- _What needs to be done_: Retype the listing that follows, word for word.

- _Dataset records_:
%%
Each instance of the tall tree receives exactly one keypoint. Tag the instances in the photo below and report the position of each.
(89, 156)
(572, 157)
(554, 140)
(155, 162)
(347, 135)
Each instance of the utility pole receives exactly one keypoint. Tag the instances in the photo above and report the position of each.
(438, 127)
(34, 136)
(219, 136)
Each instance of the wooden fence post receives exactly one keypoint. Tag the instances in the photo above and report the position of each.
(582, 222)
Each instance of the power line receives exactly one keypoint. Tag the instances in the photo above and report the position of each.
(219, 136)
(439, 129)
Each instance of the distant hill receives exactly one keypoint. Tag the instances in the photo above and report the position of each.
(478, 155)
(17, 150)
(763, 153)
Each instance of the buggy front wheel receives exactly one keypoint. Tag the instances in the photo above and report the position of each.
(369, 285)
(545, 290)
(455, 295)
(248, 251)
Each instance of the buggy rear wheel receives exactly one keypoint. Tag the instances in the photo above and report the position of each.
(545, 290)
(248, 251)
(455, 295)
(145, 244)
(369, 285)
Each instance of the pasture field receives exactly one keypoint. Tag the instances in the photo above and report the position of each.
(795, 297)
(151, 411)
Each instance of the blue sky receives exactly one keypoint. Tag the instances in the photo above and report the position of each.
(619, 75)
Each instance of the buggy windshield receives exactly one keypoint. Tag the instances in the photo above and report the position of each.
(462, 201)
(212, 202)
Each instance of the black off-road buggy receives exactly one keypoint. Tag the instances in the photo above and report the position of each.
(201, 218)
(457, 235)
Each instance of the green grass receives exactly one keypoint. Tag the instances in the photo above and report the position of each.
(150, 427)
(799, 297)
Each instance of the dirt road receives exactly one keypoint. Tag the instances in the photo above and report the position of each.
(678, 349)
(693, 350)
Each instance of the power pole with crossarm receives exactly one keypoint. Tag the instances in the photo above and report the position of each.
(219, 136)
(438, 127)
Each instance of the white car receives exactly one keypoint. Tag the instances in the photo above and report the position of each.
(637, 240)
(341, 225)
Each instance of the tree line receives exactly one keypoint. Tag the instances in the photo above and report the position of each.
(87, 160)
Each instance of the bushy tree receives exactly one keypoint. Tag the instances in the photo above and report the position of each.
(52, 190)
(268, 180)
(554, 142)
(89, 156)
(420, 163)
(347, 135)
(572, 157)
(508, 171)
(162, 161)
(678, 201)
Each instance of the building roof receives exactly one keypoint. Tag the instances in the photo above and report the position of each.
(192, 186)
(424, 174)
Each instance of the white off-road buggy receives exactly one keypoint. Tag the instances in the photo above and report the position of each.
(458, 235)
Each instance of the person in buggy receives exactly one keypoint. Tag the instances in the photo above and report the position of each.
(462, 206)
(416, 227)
%%
- _Answer to the problem_:
Each instance of the tall tree receives exactly one keypoint. Tag the instances in the photo below and report the position of each.
(89, 156)
(572, 157)
(554, 140)
(155, 162)
(347, 135)
Each instance of the utility pole receives exactly one keypoint. Tag the instances in the photo above and report the position of each.
(438, 127)
(34, 136)
(219, 136)
Each instance of the wooden fence post receives exactly one keypoint. Tag the instances in the photo above and report the position of each.
(582, 222)
Each instance of the power line receives exactly one keypoint. Tag the instances in the photo above and report the position of each.
(219, 136)
(439, 129)
Each instance of the distant hill receives exactly one keypoint. Tag the instances in the photo above and report the position of each.
(478, 155)
(17, 150)
(763, 153)
Each instance of the buggy front wheel receives exactly one keypoint. Tag the instances in the photo above and report the position of each.
(369, 285)
(545, 290)
(455, 295)
(248, 251)
Each instance of the buggy rear wheel receives exactly one keypoint. Tag the instances in the photo above and report the position of each.
(545, 290)
(248, 251)
(455, 295)
(145, 244)
(369, 285)
Each instance of the pasture field receives exactly one keypoint. Tag the instances in the photo above and report the position of each.
(795, 297)
(151, 411)
Each instance of the blue sky receives exactly one keypoint. Tag the instances in the photo above and report the position of each.
(619, 75)
Each instance of the buggy windshield receives exactly one keypoint. Tag the instances in the photo above and report the position of each.
(462, 201)
(212, 202)
Each instance of the black off-road buggy receives exactly one keypoint. Tag the instances in the photo above and report the position of each.
(201, 218)
(457, 235)
Each instance of the green grass receives exactly one keypoint. Tag the instances in the photo above and report the position of each.
(150, 427)
(799, 297)
Each instance of the dirt road receives exactly one keypoint. Tag the instances in the photo above and report the position of each.
(678, 349)
(693, 350)
Each instance of the power pole with crossarm receives exactly one keypoint. Tag the instances in the photo above and report the position of each.
(219, 136)
(438, 127)
Each instance of the white car receives exactly one keypoint. Tag the instances in the photo above and report the position of each.
(637, 240)
(341, 225)
Each instance of the tree line receives exactly one keypoint. Tag the instances in the photo above and report the position of each.
(87, 160)
Each instance of the bushy tree receives exactly one keypoint. Tag the instances in the photo above and report the position of each.
(52, 190)
(268, 180)
(554, 142)
(89, 156)
(420, 163)
(347, 135)
(572, 157)
(508, 171)
(162, 161)
(678, 201)
Each instance of the building roof receives exactly one keypoint. Tag the instances in the photo above and report the position of each.
(192, 186)
(424, 174)
Each instance of the white off-road buggy receives exactly one keypoint. Tag the instances in the photo above and report the position of each.
(458, 235)
Each instance of the person in buggy receives exactly one keypoint. Tag the instances in the photo above and report the position of each.
(462, 206)
(416, 227)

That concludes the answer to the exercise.